Cosa fare
Quali divinità nomina il brano sul viaggio in India? Elencale tutte, ciascuna una sola volta.

Brano proposto
•••

Ma in diversi negozi, il curry, la curcuma e le confezioni di te vengono consegnate ai clienti in borsette di cotone eco-compatibile, per un ambiente più green e pulito. 
Alcuni dettagli, più di altri, ti rimangano nella memoria visiva nel corso del viaggio: i folti baffi degli di molti anziani, i loro sguardi fieri; i turbanti dai colori sgargianti, alcuni lunghi anche quasi 10 metri prima di essere attorcigliati intorno al capo; i bambini di ritorno dalla scuola, orgogliosi delle divise che indossano e sempre sorridenti quando incrociano un viaggiatore occidentale. 

E poi i molti rimandi al periodo coloniale inglese. Soggiornare all’Imperial Palace di Delhi è come tornare indietro ai tempi di Giorgio V. Se ne avete l’occasione, concedetevi il Sunday brunch nel porticato – stupende le colonne verde smeraldo - che guarda il giardino. 
Anche la pratica del cricket (seguitissimo in tv e negli stadi, anche quello femminile) ci rammenta che qui la Corona britannica ha governato per quasi un secolo. E non a caso la Costituzione dell'India ha definito quella hindi e quella inglese le lingue ufficiali per il governo nazionale.  
Un film molto interessante, e da consigliare, per capirne di più sulla conquistata indipendenza dell’india nell’agosto del 1947, è sicuramente “Il Palazzo del Vicerè”.  La regista Gurinder Chadha ricostruisce quegli ultimi mesi di dominazione inglese attraverso la figura di Lord Mountbatten, nipote della Regine Vittoria e da essa incaricato di gestire quella delicata fase di transizione che porterà alla cosiddetta partizione, e la storia d’amore di due giovani indiani, lui induista, lei musulmana, entrambi al servizio del Vicerè. 

Ritornando ai giorni nostri, da Jaipur – la città rosa – a Jodhpur – la città blu – sino a Udaipur – la città dell’aurora – è tutto un proliferare di templi.  Il più affascinante, senza dubbio, quello jainista scolpito nel marmo bianco, con oltre 1400 colonne, risalente al XV secolo, a Ranakpur. Ma altrettanto suggestivo è stato partecipare, a Udaipur, alla preghiera collettiva, cantata al ritmo dei tamburi, nel Jagdish Mandir, tempio hindu fatto costruire nel XVI secolo dal Maharana Jagat Singh. 
Una spiritualità diffusa, dalle molteplici traduzioni. C’è chi si mette in marcia camminando per centinaia di chilometri, alternando canti a preghiere, sventolando bandiere e fazzoletti lungo tutto il percorso scelto per raggiungere la mistica destinazione finale.
Sono migliaia le divinità venerate: da Ganesha, il Dio con la testa di elefante, a Vishnu, il preservatore dell’universo; da Shiva, l’asceta perfetto e Signore di tutti i praticanti dello yoga, a Brahma, il Dio con le quattro braccia. Senza dimenticare Krishna, Dio dalle forme umane, l'ottava incarnazione del dio Vishnu.

•••

Materiale fornito
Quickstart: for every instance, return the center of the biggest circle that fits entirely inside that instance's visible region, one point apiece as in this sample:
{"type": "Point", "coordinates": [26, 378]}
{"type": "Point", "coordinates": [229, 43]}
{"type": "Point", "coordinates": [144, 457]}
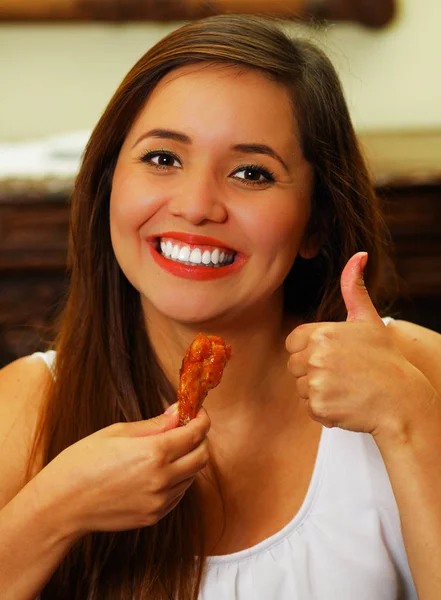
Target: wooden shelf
{"type": "Point", "coordinates": [34, 232]}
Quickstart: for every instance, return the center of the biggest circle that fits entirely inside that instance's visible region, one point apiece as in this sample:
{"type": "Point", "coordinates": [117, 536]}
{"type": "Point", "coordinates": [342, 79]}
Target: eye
{"type": "Point", "coordinates": [255, 175]}
{"type": "Point", "coordinates": [160, 159]}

•••

Soluzione completa
Ganesha, Vishnu, Shiva, Brahma, Krishna